**What to do:** Omit the images and retype the records verbatim.

**Records from a data source:**
►
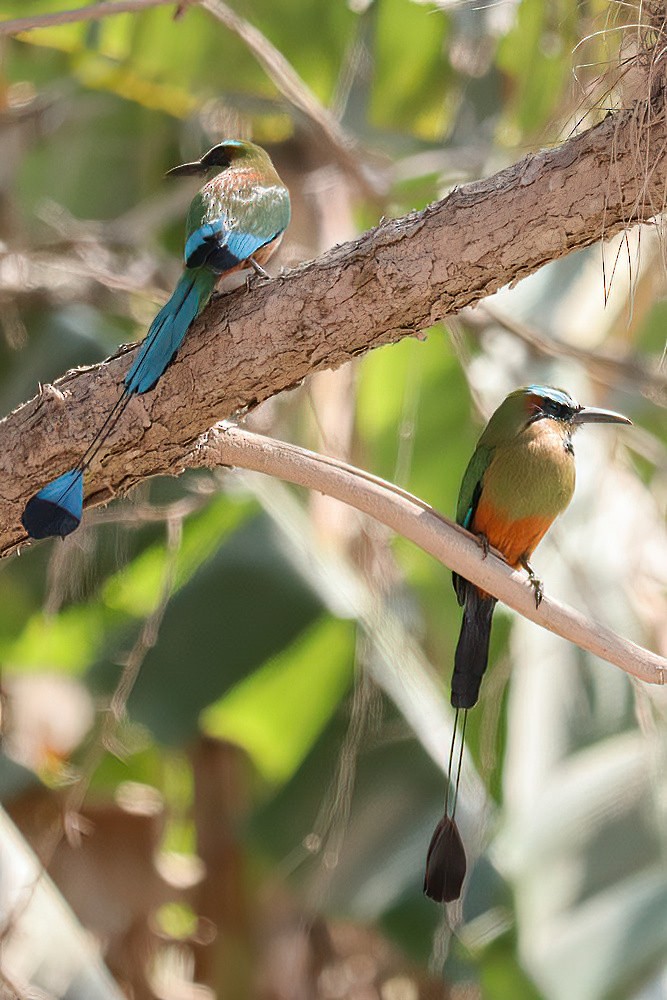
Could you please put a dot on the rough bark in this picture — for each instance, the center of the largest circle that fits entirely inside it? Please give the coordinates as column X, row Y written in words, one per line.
column 391, row 282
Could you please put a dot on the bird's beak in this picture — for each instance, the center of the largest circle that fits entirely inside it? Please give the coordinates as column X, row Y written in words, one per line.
column 186, row 169
column 592, row 415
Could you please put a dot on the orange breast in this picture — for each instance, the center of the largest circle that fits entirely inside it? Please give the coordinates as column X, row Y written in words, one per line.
column 515, row 539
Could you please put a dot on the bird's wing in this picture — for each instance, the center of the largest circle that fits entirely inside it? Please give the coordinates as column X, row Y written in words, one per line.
column 230, row 225
column 471, row 487
column 469, row 494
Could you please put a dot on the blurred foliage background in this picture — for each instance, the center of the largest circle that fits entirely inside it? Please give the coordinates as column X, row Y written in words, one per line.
column 235, row 694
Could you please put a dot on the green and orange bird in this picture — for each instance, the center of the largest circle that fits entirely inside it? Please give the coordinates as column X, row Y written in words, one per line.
column 235, row 221
column 519, row 479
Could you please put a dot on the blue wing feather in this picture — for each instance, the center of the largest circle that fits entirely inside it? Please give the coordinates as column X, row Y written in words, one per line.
column 214, row 242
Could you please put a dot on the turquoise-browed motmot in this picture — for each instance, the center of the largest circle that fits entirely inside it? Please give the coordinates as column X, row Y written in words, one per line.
column 519, row 479
column 235, row 221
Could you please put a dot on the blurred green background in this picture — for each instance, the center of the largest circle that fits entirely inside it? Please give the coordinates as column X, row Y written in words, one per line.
column 258, row 807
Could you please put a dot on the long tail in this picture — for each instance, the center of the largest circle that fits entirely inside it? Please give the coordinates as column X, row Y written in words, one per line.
column 168, row 329
column 58, row 507
column 472, row 651
column 446, row 859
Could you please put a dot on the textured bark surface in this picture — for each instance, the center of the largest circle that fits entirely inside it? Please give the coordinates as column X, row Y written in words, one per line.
column 390, row 283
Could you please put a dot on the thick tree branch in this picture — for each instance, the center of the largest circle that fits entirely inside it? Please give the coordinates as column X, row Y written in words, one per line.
column 390, row 283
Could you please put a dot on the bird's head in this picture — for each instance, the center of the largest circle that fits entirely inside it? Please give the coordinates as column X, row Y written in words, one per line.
column 224, row 155
column 533, row 403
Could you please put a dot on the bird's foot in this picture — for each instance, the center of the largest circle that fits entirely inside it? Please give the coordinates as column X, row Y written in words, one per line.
column 535, row 582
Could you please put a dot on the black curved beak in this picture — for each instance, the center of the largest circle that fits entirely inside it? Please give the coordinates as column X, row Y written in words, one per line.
column 187, row 169
column 592, row 415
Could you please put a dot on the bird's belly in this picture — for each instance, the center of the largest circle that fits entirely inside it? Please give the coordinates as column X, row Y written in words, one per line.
column 524, row 489
column 516, row 539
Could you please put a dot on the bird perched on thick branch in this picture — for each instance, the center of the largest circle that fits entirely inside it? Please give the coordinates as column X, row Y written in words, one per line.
column 519, row 479
column 235, row 221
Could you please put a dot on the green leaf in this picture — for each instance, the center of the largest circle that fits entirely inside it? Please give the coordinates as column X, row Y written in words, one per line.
column 279, row 711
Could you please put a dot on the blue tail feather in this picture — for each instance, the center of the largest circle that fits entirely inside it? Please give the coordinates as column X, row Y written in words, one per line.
column 168, row 330
column 58, row 507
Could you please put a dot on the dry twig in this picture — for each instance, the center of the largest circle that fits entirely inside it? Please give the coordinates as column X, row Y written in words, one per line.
column 416, row 520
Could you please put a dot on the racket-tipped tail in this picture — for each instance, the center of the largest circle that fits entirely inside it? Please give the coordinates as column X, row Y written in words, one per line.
column 445, row 863
column 56, row 510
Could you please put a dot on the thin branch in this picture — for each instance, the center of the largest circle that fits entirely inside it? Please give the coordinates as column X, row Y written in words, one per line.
column 93, row 12
column 416, row 520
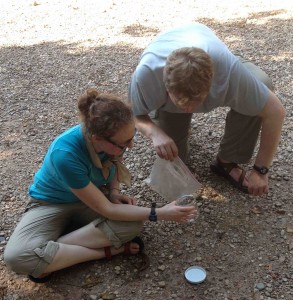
◄
**Response:**
Could you please put a dot on the rough bark in this picture — for each instance, the center of the largest circle that fits entirely inside it? Please give the coordinates as column X, row Y written in words, one per line.
column 391, row 282
Could you please put a dot on the bird's beak in this picture — for each instance, the center of the largest circle that fits entirely inside it? Please give the coordinates as column X, row Y written in words, one per line.
column 186, row 169
column 592, row 415
Could you please put a dot on the orange breast in this picture — for each instance, the center of the largest circle that fits entirely inside it? Please give the coordinates as column X, row Y written in words, one per line.
column 515, row 539
Could you please put a dot on the bird's wing in this picture — for each instance, the center of the largest circle that fits entirely inside it? Please give the coordinates as column X, row Y written in words, one per line.
column 230, row 225
column 471, row 487
column 469, row 494
Could you please put a dot on the blurred foliage background in this picture — for each instance, the center of the largest circle that fits entirely inside it? Please give the coordinates as column X, row Y written in words, one per line.
column 235, row 694
Could you please put a dot on the green and orange bird in this picture — for each instance, the center of the largest circle that fits entirely inside it? Please give the coordinates as column X, row Y written in words, one per line.
column 235, row 221
column 519, row 479
Could you please put a dot on the blue wing feather in this picture — for each instance, the center of the largest circle that fits entirely inside it? Please give the coordinates as column X, row Y written in words, one per line.
column 214, row 242
Could you please put a dot on the turquoise-browed motmot in this picture — for each instance, the center of the largest circle that fits entirely inside it? Please give the coordinates as column X, row Y written in words, one per line.
column 519, row 479
column 235, row 221
Could you please put a dot on the blurred green background in this picture — for each instance, the center of the largest circle that fits entirely inside it? Please give the coordinates as column X, row Y written in words, one per line.
column 258, row 807
Could you please put a dot on the long tail in this picture — for each instance, the center of the largest circle that fits entirely inside it? Please give the coordinates as column X, row Y written in words, one per line.
column 168, row 329
column 58, row 507
column 472, row 651
column 446, row 859
Could you please put a dot on the textured bark surface in this picture — for each instance, the center of the largest circle that fits entirely inside it? Please give the coordinates as column X, row Y written in words, one per line.
column 390, row 283
Could you please put a dot on the thick tree branch in this picture — for each instance, the center of the largest circle that fits entirely inside it? Please give the coordinates as column X, row Y written in words, one per line.
column 390, row 283
Could you please put a dot on the bird's head in this picture — for each instance, the center of the largest circle that fits entirely inside it? Please give the coordinates as column X, row Y written in words, one per line.
column 224, row 155
column 533, row 403
Could you please put a dot on the bird's foot in this picture — for each instance, the center of the largest circle that fits entirely inside it? Please give the coordinates as column X, row Y written in words, one per line.
column 535, row 582
Could you please put a dot on the black curved beak in this picture — for each instance, the center of the largest circle that fits entirely inside it? Please give the coordinates as column X, row Y written in words, one per line.
column 187, row 169
column 592, row 415
Could you please put a dot on the bird's belly in this picture — for each instance, the center of the largest circle that fits entirely inside it? Please give the coordinates as column X, row Y written in words, one per line.
column 524, row 489
column 516, row 539
Could you please put a dot on the bird perched on thick branch in this picture — for each instance, the center of the largest circle that fits entirely inside it? Please give the coordinates as column X, row Y written in words, one per line.
column 519, row 479
column 235, row 221
Could you please put a dot on the green leaf in this picture — for each instance, the center of the largest circle that fits entirely inside it? Please give the coordinates as column X, row Y written in words, one per line.
column 279, row 711
Could you please put a dot on the blue tail feather in this picture — for each instance, the center of the largest circle that fits entirely inside it? Please give the coordinates as column X, row Y written in words, one per line.
column 168, row 330
column 58, row 507
Could you please put a dot on the dry twig in this picture — for each instance, the center of the largest circle that fits entirely inside it? Please give the coordinates as column X, row Y written in words, one per line.
column 416, row 520
Could you please put a dot on the racket-tipped tail in this picture — for each instance, the center of the largest circle that fits entirely inside it? Please give the coordinates as column X, row Y written in words, one per line.
column 445, row 863
column 56, row 510
Could you please put a dot on the thin branch in this picture — for each instance, the center of the largest circle that fits entirely inside it? Please give the coordinates as column X, row Y written in words, one per line.
column 93, row 12
column 416, row 520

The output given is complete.